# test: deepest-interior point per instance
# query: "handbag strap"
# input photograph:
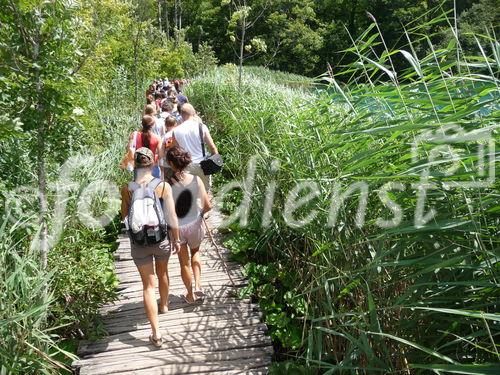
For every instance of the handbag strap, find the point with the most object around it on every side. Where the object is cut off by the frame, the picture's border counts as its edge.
(200, 127)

..............................

Can you write out every line of the rows above again, requests included, with only the answer coordinates rescaled by 0.45 and rounded to whole numbers, halves going up? Leave the picture out of your reply.

# test: deepest-interior point per instance
# query: "handbag strap"
# input photograph:
For every instance of the handbag strap, find the point with the most object around it on every side. Where the object is cut off by the frame, the picture's border counts as its edge.
(90, 57)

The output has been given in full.